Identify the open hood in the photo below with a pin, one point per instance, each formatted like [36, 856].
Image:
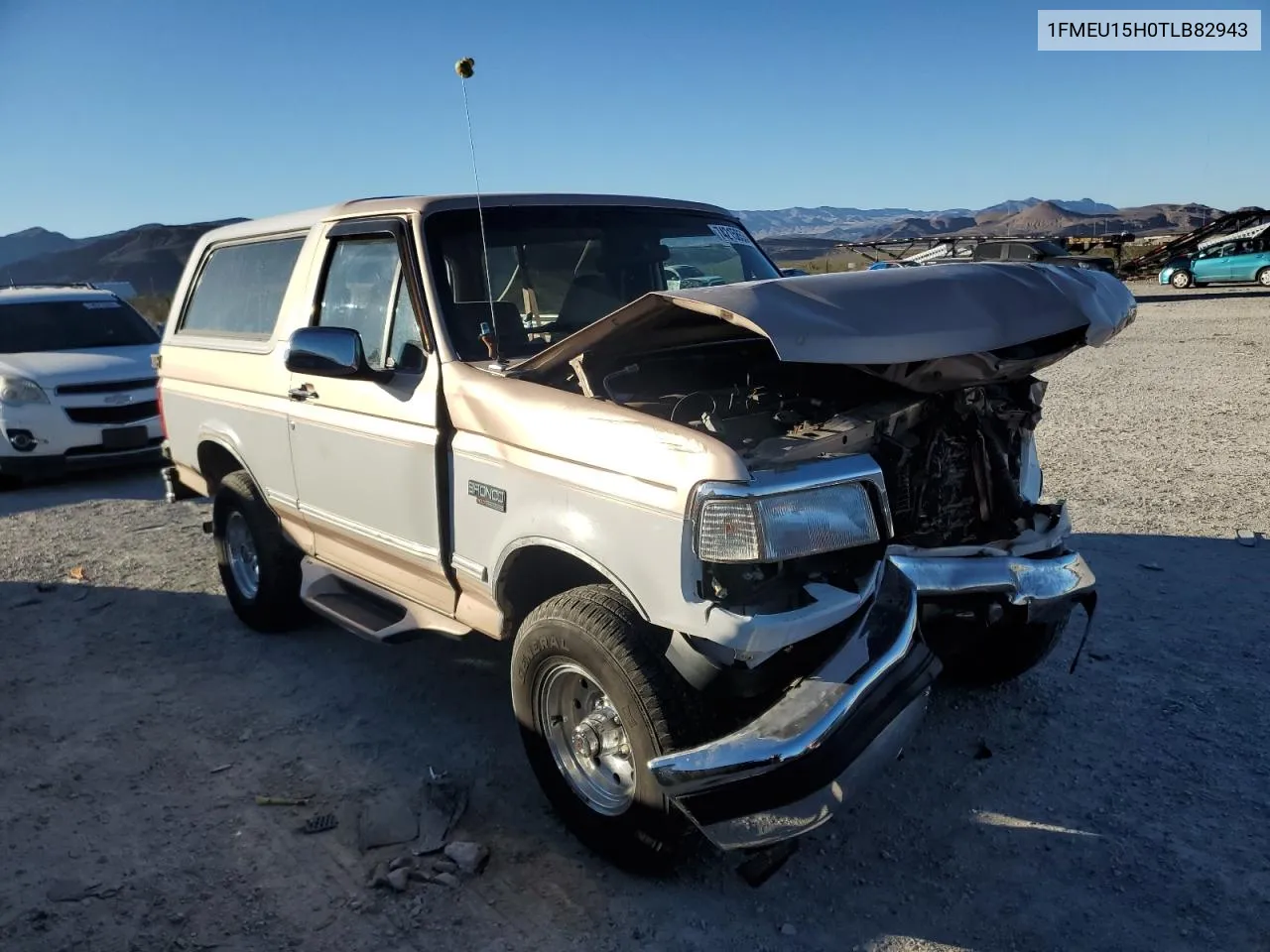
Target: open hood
[903, 324]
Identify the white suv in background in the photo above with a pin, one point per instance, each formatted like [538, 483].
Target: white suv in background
[77, 389]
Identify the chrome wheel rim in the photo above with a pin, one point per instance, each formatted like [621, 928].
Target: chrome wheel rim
[585, 735]
[244, 562]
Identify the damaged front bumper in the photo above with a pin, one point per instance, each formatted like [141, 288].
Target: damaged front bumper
[789, 771]
[1043, 585]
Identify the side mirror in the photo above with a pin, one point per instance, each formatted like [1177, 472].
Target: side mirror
[327, 352]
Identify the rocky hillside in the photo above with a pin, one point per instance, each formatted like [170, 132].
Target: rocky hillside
[1026, 216]
[149, 257]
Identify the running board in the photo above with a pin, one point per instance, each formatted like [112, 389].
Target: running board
[366, 610]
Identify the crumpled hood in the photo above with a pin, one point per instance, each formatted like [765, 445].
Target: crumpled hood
[881, 317]
[58, 367]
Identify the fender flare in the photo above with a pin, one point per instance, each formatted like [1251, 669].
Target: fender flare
[511, 548]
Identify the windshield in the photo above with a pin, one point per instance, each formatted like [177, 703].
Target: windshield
[37, 326]
[557, 270]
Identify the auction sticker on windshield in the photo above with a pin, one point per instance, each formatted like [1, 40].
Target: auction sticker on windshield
[731, 235]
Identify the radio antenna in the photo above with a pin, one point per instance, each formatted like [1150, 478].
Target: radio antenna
[488, 331]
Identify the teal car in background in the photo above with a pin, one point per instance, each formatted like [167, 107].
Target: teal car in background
[1242, 261]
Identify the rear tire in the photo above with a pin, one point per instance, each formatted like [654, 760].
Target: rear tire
[980, 656]
[259, 566]
[592, 642]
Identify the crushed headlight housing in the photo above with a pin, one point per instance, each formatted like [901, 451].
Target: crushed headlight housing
[786, 525]
[17, 391]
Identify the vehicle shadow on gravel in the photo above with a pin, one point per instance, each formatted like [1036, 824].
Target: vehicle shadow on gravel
[1114, 807]
[1203, 296]
[144, 484]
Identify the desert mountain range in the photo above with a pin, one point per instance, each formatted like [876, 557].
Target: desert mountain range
[151, 257]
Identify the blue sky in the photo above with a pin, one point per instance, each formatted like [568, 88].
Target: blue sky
[119, 112]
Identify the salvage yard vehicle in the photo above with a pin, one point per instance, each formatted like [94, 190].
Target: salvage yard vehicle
[1243, 257]
[1042, 250]
[734, 532]
[76, 384]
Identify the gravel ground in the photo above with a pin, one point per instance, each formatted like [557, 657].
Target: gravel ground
[1125, 806]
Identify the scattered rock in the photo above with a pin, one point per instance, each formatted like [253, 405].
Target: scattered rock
[470, 857]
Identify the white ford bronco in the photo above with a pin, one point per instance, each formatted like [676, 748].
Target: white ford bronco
[734, 532]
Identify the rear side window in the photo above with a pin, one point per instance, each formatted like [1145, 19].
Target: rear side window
[240, 289]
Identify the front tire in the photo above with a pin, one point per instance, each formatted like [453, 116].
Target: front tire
[984, 655]
[595, 701]
[259, 567]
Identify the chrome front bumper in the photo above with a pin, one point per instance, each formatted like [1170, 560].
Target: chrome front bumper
[789, 771]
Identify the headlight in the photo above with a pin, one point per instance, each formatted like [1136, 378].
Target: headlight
[785, 526]
[16, 391]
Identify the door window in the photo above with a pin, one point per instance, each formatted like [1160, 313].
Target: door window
[366, 291]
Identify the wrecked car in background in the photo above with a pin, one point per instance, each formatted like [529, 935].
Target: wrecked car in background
[735, 532]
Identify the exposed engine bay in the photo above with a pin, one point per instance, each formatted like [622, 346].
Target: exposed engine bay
[952, 460]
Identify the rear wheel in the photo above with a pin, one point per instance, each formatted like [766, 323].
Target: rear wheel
[595, 701]
[980, 655]
[259, 567]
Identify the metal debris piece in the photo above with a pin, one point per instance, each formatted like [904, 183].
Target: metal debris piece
[320, 824]
[282, 801]
[386, 820]
[444, 803]
[470, 857]
[71, 890]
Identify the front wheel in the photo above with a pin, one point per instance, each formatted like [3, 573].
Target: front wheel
[595, 701]
[259, 566]
[983, 655]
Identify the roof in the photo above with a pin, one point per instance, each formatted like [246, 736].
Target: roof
[1243, 235]
[426, 204]
[21, 295]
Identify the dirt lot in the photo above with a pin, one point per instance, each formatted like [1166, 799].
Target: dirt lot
[1125, 806]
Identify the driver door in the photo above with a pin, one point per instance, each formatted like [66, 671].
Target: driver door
[365, 451]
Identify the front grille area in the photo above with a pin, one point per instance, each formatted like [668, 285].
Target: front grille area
[128, 413]
[117, 386]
=-=-=
EXERCISE REQUIREMENTS: Make an exact copy of the records shown above, without the pictures.

RESULT OF THE EXERCISE:
Identify the open hood in the photo below with a pin, one point per instance, each formatted like [36, 856].
Image:
Target: open hood
[903, 324]
Identify the white suv in background in the photo above with a pin, one point per instance, each formatted like [538, 483].
Target: white suv in background
[77, 389]
Identify the chrome wheel rim in the photo above with a pin, one point per instance, each formatted like [621, 928].
Target: chrome wheel rim
[585, 735]
[244, 562]
Identify the damaged front bumper in the photo above with a pin, one point per instance, each formatted like [141, 288].
Target: damaged front bumper
[789, 771]
[1043, 585]
Identify the side mirror in the photo above with a pin, one point per instance, each formatted like [1177, 472].
Target: side mirror
[327, 352]
Identify the rocky hillside in the photo above with a pin, one point per instance, each formatted like [170, 132].
Target: rocky hillside
[1026, 216]
[149, 257]
Identify the running board in the photo above with a pin, one point per instance, each formatted like [112, 389].
Target: running board
[366, 610]
Identify the crumpled hood in the photo above with a pin, one point per instance, each formatted like [765, 445].
Target: crumpled hood
[881, 317]
[58, 367]
Identify the fender flare in the photo above with a pin, one point per instance, each formatted like [1251, 669].
Target: fender flare
[511, 548]
Identify the windshield in the photo above with a pin, one point per instance, each formatted like [177, 703].
Target: windshield
[37, 326]
[557, 270]
Identify the auction sticker on windshield in the photo above with a pin, one point per instance, each formatted like [1, 40].
Target: auction sticker on windshield
[731, 235]
Identify the radio antenna in the photo above with a pin, one point per instance, each formatted like [1150, 478].
Target: radio antenna
[488, 331]
Identify the teal car in background in the photo above with a pin, one point per instance, each formatted like [167, 107].
Target: teal car in background
[1242, 261]
Identify the rear tire in the photo above with a pin, one point per instance, each formatted like [654, 760].
Target: rear tire
[980, 656]
[259, 566]
[592, 642]
Identify the crushed headlight housing in the photo above with a pin, one point per instance, each formatted like [901, 451].
Target: crushed headlight housing
[786, 525]
[17, 391]
Identify the vehicle shadow on gravel in the photo above with a pin, one point per instance, each formatted like [1036, 824].
Target: vehicle shadow on gravel
[1114, 807]
[1203, 296]
[144, 484]
Identify the desert mountain range in the photo above with a pin, one point per instance, each formatted like [876, 557].
Target: desert mountain range
[151, 257]
Identify the blue sky in the photo above with a pin, one point per instance, each formatted like [568, 88].
Target: blue sky
[119, 112]
Identify the salvage yard vehicle in the photo above with a pin, one point per instance, each formatted like [94, 190].
Target: salvage yard vehicle
[1243, 257]
[1042, 250]
[734, 532]
[76, 384]
Identify the gravel ground in the photo above with a pin, one point per instance, each formatted like [557, 657].
Target: gravel ground
[1125, 806]
Identify the scattered rock in the photo above with a pin, one point per instance, each formatted like [253, 405].
Target: scattered rock
[470, 857]
Identify the white ford bronco in the photo above with a pin, one point per instance, each formatted like [676, 748].
Target: white ford bronco
[734, 532]
Identify the rear side window in the photo above with a pin, one point per instance, each formatted like [1145, 19].
Target: rear side window
[240, 289]
Identify the front tire in the photo above with a pin, one point per instance, each formatted like [453, 116].
Target: front tire
[984, 655]
[595, 701]
[259, 567]
Identify the chrome front bumper in the photo above with a pin, one point per instance, each formatted like [1170, 560].
Target: chrome front bumper
[789, 771]
Identify the headlight in the photo above with a pin, one point per instance, each formatted like [1136, 378].
Target: headlight
[785, 526]
[16, 391]
Identify the door window in the photo above with a pin, one point per instance, each formatted like [1160, 313].
Target: door window
[366, 291]
Identify the wrecked car in background in the photo above with a pin, one point per instance, each formatted like [529, 935].
Target: wrecked car in background
[735, 532]
Identify the exposed engine bay in the photo above with a pin, one point per instance, each formatted like [622, 346].
Target: exposed engine bay
[952, 460]
Identify the rear wheel in the photo above with a pin, one point per instance, each formatted like [766, 323].
Target: rear wheel
[595, 701]
[980, 655]
[259, 567]
Identify the metal debris piece in the photo above with a pin, one point per instance, each formatted like [904, 183].
Target: metal debris piece
[320, 824]
[282, 801]
[386, 820]
[444, 803]
[470, 857]
[71, 890]
Identify the front wheel in the photo above with a pin, one point per instance, each formatted like [3, 573].
Target: front wheel
[595, 701]
[259, 566]
[983, 655]
Identify the roof in the photo above with a pin, one point per instance, each formatted like [246, 736].
Target: roof
[1243, 235]
[426, 204]
[21, 295]
Identify the dirt lot in the photo above with a pin, one point per instance, each formatted like [1166, 799].
Target: dirt lot
[1125, 806]
Identify the driver door in the photo above with a pin, one point per instance, each formatted like [66, 671].
Target: driver door
[365, 451]
Identify the front grille area in the photo above with a pin, one point per instance, each formatted like [668, 285].
Target: front grille area
[128, 413]
[117, 386]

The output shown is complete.